- DIRECTIONS:
List each line of the records that contains the word "deep".

(Dataset records about object locations)
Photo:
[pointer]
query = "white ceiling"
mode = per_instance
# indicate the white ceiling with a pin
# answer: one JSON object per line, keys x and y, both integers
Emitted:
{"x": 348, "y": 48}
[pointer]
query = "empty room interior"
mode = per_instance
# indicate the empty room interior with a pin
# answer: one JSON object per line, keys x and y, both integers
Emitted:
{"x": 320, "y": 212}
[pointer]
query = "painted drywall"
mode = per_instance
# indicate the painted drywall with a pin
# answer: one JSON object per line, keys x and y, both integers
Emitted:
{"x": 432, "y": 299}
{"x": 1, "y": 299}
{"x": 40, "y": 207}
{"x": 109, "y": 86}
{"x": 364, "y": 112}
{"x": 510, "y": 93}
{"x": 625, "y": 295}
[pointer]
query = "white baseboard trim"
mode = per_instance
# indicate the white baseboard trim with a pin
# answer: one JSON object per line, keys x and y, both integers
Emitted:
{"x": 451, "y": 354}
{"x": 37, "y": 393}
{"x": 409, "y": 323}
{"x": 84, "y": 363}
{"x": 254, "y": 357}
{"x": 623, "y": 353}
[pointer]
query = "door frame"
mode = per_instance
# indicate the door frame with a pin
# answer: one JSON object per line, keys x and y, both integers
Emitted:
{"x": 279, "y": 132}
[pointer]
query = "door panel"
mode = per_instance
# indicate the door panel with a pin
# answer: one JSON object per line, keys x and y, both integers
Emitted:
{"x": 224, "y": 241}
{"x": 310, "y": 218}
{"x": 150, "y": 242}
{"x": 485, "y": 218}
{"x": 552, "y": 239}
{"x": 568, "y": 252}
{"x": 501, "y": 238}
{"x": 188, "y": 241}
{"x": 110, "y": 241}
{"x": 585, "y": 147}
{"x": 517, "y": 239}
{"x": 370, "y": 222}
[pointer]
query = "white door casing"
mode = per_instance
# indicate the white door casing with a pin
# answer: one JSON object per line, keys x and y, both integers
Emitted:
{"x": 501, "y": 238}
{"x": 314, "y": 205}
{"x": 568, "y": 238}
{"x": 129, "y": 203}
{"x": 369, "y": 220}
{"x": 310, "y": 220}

...

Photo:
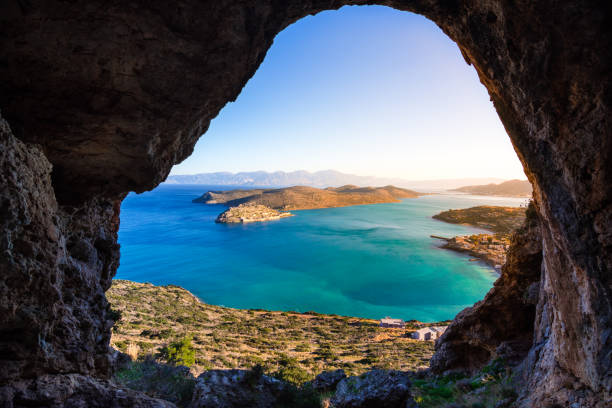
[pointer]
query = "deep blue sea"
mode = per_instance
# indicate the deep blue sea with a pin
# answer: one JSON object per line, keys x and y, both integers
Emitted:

...

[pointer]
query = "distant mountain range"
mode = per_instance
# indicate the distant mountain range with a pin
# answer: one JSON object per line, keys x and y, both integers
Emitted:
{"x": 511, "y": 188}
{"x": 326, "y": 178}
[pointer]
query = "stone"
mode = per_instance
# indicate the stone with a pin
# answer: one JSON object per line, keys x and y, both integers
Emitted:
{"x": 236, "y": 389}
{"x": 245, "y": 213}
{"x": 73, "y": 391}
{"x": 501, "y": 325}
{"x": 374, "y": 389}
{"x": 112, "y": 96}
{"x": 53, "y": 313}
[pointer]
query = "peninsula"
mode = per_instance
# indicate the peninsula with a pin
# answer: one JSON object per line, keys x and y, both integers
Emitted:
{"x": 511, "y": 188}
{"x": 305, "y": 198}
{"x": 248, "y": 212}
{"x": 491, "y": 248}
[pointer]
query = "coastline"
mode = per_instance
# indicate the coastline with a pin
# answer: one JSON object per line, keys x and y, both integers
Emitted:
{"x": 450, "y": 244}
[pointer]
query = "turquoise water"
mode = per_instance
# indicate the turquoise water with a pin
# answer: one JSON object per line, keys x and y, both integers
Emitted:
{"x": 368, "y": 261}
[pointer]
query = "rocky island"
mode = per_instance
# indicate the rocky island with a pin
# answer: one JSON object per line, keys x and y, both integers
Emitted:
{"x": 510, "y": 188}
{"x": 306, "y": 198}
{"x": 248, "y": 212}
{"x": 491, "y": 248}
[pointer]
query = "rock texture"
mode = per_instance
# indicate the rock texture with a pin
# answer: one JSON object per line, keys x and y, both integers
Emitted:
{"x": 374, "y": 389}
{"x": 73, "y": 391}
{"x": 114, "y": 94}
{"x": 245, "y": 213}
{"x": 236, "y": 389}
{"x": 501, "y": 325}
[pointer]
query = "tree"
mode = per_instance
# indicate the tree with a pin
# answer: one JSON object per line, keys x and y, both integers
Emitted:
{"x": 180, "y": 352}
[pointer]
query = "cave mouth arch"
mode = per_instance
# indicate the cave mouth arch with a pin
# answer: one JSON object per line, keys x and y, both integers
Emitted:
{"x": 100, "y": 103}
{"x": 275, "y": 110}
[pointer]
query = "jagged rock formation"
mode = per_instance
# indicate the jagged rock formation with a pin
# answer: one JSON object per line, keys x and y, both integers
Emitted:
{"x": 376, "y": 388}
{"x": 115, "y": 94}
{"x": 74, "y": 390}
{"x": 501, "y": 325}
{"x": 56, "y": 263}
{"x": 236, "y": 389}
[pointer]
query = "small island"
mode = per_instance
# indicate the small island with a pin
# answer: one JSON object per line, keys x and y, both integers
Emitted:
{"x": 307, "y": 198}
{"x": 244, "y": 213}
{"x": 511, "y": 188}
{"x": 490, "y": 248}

- EXERCISE OUTPUT:
query = "deep blue sea"
# indicate the deep blue sea with a pin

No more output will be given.